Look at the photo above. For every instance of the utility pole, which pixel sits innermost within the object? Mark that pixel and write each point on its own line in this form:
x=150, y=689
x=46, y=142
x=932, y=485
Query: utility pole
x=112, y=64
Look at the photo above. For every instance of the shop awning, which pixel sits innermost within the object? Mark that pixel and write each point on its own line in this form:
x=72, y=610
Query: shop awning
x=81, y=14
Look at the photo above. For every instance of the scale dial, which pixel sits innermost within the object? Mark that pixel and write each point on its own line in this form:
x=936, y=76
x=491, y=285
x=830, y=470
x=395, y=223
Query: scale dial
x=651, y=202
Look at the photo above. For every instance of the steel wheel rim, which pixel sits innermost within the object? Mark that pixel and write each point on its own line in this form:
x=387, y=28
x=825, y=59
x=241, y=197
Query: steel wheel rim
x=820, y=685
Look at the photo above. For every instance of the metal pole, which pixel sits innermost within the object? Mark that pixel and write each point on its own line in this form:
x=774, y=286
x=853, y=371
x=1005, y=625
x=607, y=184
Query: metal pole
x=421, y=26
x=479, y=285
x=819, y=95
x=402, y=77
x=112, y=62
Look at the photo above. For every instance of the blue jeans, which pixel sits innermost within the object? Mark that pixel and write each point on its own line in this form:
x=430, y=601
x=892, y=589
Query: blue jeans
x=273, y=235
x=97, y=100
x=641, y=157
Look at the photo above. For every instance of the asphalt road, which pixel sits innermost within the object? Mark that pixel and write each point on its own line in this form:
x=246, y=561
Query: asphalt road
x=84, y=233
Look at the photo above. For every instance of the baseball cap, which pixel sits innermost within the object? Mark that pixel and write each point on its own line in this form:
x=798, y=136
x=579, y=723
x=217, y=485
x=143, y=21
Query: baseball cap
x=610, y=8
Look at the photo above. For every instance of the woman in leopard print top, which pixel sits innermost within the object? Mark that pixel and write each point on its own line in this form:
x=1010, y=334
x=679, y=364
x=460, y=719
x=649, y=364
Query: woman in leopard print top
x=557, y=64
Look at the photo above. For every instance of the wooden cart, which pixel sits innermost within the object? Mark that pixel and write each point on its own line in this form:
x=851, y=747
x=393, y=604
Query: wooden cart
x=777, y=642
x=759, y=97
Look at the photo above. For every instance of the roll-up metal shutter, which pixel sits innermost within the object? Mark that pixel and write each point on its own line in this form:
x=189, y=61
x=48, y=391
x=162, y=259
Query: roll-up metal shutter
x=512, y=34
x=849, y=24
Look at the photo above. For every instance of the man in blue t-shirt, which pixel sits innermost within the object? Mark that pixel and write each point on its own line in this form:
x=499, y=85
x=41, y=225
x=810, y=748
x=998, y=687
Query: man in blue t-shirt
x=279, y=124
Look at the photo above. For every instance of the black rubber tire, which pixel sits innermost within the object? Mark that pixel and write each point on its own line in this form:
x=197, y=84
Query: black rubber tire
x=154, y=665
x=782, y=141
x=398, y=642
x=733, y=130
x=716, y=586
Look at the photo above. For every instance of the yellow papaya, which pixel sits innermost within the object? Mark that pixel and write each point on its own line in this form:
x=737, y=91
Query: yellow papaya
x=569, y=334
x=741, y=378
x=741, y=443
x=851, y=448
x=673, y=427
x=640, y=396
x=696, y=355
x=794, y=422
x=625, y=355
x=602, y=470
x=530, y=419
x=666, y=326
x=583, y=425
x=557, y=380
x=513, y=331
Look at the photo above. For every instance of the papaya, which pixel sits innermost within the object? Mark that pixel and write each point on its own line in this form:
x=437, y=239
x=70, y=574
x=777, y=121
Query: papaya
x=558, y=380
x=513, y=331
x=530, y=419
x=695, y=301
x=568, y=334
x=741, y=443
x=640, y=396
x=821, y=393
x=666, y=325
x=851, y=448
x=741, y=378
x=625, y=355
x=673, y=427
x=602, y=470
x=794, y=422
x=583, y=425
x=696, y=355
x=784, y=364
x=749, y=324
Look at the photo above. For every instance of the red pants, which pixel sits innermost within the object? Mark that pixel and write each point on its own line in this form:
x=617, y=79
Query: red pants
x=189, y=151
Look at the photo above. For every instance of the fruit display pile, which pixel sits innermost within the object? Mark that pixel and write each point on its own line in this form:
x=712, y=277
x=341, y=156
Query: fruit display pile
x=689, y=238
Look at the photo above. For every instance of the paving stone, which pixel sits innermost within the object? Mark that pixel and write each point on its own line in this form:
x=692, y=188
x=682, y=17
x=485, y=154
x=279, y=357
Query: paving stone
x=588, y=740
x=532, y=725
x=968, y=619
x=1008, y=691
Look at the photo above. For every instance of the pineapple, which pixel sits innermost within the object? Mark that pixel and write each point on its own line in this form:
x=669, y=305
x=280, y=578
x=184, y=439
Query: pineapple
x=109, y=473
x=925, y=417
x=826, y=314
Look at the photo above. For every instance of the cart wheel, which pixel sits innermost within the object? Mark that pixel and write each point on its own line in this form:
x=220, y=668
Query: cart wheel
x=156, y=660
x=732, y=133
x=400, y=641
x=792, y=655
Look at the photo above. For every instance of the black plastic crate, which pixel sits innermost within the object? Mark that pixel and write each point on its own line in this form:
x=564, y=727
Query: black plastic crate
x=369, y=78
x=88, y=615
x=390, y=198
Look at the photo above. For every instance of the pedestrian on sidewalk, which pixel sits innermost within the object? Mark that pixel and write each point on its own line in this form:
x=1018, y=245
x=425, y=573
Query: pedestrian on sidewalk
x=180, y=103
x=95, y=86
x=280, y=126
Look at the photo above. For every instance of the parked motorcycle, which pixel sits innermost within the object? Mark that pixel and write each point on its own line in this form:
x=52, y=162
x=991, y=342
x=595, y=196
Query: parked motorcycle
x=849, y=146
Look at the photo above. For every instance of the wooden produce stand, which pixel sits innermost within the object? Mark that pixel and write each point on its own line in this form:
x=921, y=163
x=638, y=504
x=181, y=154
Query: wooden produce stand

PROBLEM DESCRIPTION - Print all of the records above again, line for line, without changing a single character.

FINISHED TASK -
Look at the photo above. For every instance of the utility pole, which pixel sits innermost within the object? Mark that pixel and write each point on its own line in this form:
x=150, y=689
x=46, y=142
x=932, y=485
Query: utility pole
x=112, y=64
Look at the photo above. For every instance of the shop awning, which pixel sits innermost within the object? Mark that pixel and write each point on its own line in this form:
x=72, y=610
Query: shop awning
x=81, y=14
Look at the photo above. For every instance of the scale dial, which pixel sits innermost within the object? Mark that pixel and write each point on its own line in this form:
x=936, y=76
x=491, y=285
x=830, y=470
x=395, y=223
Query: scale dial
x=651, y=202
Look at the photo above. For every instance of the steel wheel rim, which pixel sits innermost within the object? Mark that pixel and write each point on its own line in this form:
x=387, y=28
x=825, y=59
x=241, y=197
Query: steel wheel rim
x=820, y=685
Look at the photo above. For every instance of the metal pole, which pixel sits innermost within the object? Mark that pixel and write each point on its own line in this form:
x=774, y=286
x=853, y=371
x=1005, y=625
x=607, y=184
Query: metal pole
x=421, y=26
x=479, y=285
x=819, y=95
x=402, y=77
x=112, y=62
Look at the photo above. For every instance of the blue jeans, which pixel sits innermost within the object? Mark that pixel and write each point on its own line in this form:
x=430, y=601
x=892, y=589
Query: blue jeans
x=273, y=235
x=97, y=100
x=641, y=157
Look at the photo above. For every instance of the asphalt road, which pixel sits innermost within the object? Mark that pixel and write each point on its own line in this form:
x=246, y=561
Query: asphalt road
x=84, y=233
Look at the photo above. For every instance of the baseball cap, which pixel sits innermost within the object? Mark that pixel and write each point on its own line in this form:
x=798, y=136
x=579, y=723
x=217, y=485
x=143, y=21
Query: baseball cap
x=610, y=8
Look at the photo above. For every instance of the woman in leopard print top, which pixel sits innermost within the object? Mark that pixel and write each point on its own line in this form:
x=1010, y=334
x=679, y=364
x=460, y=719
x=649, y=364
Query: woman in leopard print top
x=557, y=64
Look at the photo above. For every instance of the wooden cart, which pixel sits innermost within the object? Mark that pixel and write each point on its own line in this form:
x=851, y=747
x=393, y=604
Query: wooden cart
x=777, y=642
x=759, y=97
Look at the photo above. For every instance of the roll-up metal shutter, which pixel sits innermost within the object? Mark that pixel and write each point on its own line in this form:
x=189, y=61
x=48, y=391
x=162, y=259
Query: roll-up metal shutter
x=512, y=34
x=849, y=24
Look at the photo above. For every instance of the man in blue t-shirt, which pixel sits innermost within the object? Mark that pixel and write each point on its own line in this form:
x=499, y=85
x=41, y=225
x=810, y=748
x=998, y=687
Query: man in blue t-shirt
x=279, y=124
Look at the photo above. For every instance of the black rubber tire, which pixel sits innermost within the object? Mark that pixel and write each point on its own line in this form:
x=197, y=84
Query: black rubber tire
x=154, y=665
x=782, y=141
x=398, y=642
x=733, y=130
x=716, y=586
Look at the photo above. For every instance of the yellow papaya, which pixel sits innermost within the object? Mark that pixel and write each point on its own line in this form:
x=737, y=91
Query: yellow papaya
x=569, y=334
x=741, y=378
x=741, y=443
x=851, y=448
x=673, y=427
x=640, y=396
x=696, y=355
x=794, y=422
x=625, y=355
x=602, y=470
x=530, y=419
x=666, y=326
x=583, y=425
x=557, y=380
x=513, y=331
Look at the photo above. For every instance of the papaya, which pixel sits innermost within the object? Mark that pixel and write each point on its own line in this form:
x=437, y=239
x=70, y=574
x=777, y=121
Query: papaya
x=558, y=380
x=513, y=331
x=530, y=419
x=695, y=301
x=568, y=334
x=741, y=443
x=640, y=396
x=821, y=393
x=666, y=325
x=851, y=448
x=741, y=378
x=625, y=355
x=673, y=427
x=602, y=470
x=794, y=422
x=583, y=425
x=696, y=355
x=784, y=364
x=749, y=324
Look at the photo above. For every instance of the red pants, which pixel sits innermost within the object? Mark that pixel and write each point on its own line in this form:
x=617, y=79
Query: red pants
x=189, y=151
Look at the photo above. For every instance of the fruit display pile, which pixel sits innermost within the object? Mark that pixel and write each point on its own line in this form:
x=712, y=277
x=341, y=156
Query: fruit display pile
x=689, y=238
Look at the photo above. For every instance of the paving stone, which pixel sits innermost within the object? Mark that pixel and write each point on its own line in this form:
x=692, y=188
x=682, y=17
x=485, y=154
x=279, y=357
Query: paving stone
x=588, y=740
x=532, y=725
x=968, y=619
x=1008, y=691
Look at the photo above. For every instance of the pineapple, which pixel sits innermost within the object? Mark that pixel and write each point on its own line in this form:
x=669, y=305
x=280, y=578
x=184, y=439
Query: pineapple
x=109, y=473
x=925, y=417
x=826, y=314
Look at the photo above. For every instance of the cart wheel, which pixel sits innermost within the object? Mark that pixel and write each point on its own line in this form:
x=220, y=668
Query: cart wheel
x=156, y=660
x=732, y=133
x=400, y=641
x=792, y=655
Look at the photo above. For every instance of the black plastic crate, which pixel sits innermost within the object? Mark that pixel and write each point on its own line in this form:
x=564, y=727
Query: black plastic crate
x=369, y=78
x=88, y=615
x=390, y=198
Look at the photo above. For every instance of the pedestrian on sidewalk, which pixel sits innermost within the object? Mark that pixel and write each point on its own line in this form:
x=1018, y=245
x=425, y=573
Query: pedestrian on sidewalk
x=180, y=103
x=95, y=86
x=280, y=126
Look at the photo above. For every instance of the parked motorcycle, which pixel sits innermost within the object? Mark that pixel and write each point on its own line in this form:
x=52, y=162
x=991, y=342
x=595, y=196
Query: parked motorcycle
x=849, y=146
Look at the photo above. For every instance of the wooden produce stand, which pixel sits innermost within the object? Mark that pixel and write each point on its own line in this form:
x=921, y=163
x=638, y=504
x=181, y=154
Query: wooden produce stand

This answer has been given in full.